**WRITTEN EXERCISE:**
Can you give the rows below, starting at the line containing "of the white" and ending at the last row, both included, as a JSON list of strings with one string per line and blank lines omitted?

**DATASET CONTENT:**
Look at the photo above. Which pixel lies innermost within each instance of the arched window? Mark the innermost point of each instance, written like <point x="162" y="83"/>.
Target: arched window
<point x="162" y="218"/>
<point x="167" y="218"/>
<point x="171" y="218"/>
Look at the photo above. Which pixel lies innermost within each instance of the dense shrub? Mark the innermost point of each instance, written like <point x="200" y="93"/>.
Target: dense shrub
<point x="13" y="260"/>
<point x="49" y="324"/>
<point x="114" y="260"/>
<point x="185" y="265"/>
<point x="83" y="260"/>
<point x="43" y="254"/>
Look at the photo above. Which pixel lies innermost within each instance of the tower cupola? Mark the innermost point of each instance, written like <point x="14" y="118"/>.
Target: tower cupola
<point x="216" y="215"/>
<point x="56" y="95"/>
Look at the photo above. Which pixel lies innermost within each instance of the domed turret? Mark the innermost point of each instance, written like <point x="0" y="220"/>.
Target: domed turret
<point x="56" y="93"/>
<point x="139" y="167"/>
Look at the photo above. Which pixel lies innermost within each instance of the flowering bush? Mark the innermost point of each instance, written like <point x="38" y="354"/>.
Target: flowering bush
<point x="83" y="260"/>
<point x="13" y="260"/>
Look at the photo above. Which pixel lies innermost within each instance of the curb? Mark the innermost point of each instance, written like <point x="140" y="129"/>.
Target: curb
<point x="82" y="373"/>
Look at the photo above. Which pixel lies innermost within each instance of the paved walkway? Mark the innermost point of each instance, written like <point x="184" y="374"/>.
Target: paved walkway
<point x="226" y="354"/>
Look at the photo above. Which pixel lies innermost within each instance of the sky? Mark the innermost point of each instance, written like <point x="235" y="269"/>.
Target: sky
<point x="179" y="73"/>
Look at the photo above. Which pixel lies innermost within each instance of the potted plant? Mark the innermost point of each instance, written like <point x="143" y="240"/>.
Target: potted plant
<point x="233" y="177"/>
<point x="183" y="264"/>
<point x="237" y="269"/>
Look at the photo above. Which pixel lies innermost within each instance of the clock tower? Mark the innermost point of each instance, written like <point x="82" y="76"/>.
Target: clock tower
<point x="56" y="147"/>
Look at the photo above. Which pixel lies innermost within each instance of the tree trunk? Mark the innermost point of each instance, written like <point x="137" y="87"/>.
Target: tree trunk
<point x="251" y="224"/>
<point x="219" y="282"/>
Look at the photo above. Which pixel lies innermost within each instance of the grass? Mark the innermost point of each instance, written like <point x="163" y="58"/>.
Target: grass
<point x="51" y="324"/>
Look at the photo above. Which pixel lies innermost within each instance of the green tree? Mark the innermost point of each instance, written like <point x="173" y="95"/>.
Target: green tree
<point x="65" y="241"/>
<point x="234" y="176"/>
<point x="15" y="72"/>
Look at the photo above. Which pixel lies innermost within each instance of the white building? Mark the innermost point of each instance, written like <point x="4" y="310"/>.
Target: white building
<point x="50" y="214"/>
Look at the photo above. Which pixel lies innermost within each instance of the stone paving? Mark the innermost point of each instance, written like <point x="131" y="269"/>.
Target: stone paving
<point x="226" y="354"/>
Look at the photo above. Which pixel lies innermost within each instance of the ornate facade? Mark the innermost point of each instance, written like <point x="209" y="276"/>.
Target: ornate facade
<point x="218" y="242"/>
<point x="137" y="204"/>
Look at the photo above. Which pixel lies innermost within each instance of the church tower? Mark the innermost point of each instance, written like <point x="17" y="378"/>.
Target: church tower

**RESPONSE BELOW:**
[
  "Look at the photo above. Which pixel lies innermost within each instance of the white building? Mark the innermost point of each instance, written like <point x=\"4\" y=\"310\"/>.",
  "Target: white building",
  "<point x=\"50\" y=\"214\"/>",
  "Look at the photo above. Which pixel lies innermost within each instance of the stone paving? Mark the innermost point of each instance, written like <point x=\"131\" y=\"269\"/>.",
  "Target: stone paving",
  "<point x=\"226\" y=\"354\"/>",
  "Look at the photo above. Which pixel lies innermost within each instance of the ornate facade? Mark the innermost point of each instance, written like <point x=\"209\" y=\"276\"/>.",
  "Target: ornate facade",
  "<point x=\"218\" y=\"242\"/>",
  "<point x=\"137\" y=\"204\"/>",
  "Look at the photo above. Which pixel lies innermost within each instance of the church tower? Mark the innermost point of each instance, written like <point x=\"17\" y=\"378\"/>.",
  "Target: church tower"
]